======== Given records ========

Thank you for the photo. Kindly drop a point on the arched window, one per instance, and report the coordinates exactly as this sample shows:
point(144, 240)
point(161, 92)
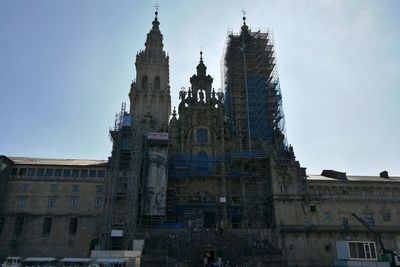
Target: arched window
point(157, 83)
point(202, 161)
point(202, 136)
point(145, 82)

========

● Task goal: Render every line of the data as a Markdown table with the columns Row and Data line, skipping blank lines and leaving out the pictures.

● Full response:
| Row | Data line |
|---|---|
| 1 | Thank you for the photo. Kindly drop a point on the arched window, one per instance, and report the coordinates exactly as this sample shows: |
| 2 | point(144, 240) |
| 3 | point(161, 92) |
| 4 | Target: arched window |
| 5 | point(157, 83) |
| 6 | point(202, 161) |
| 7 | point(202, 136) |
| 8 | point(145, 82) |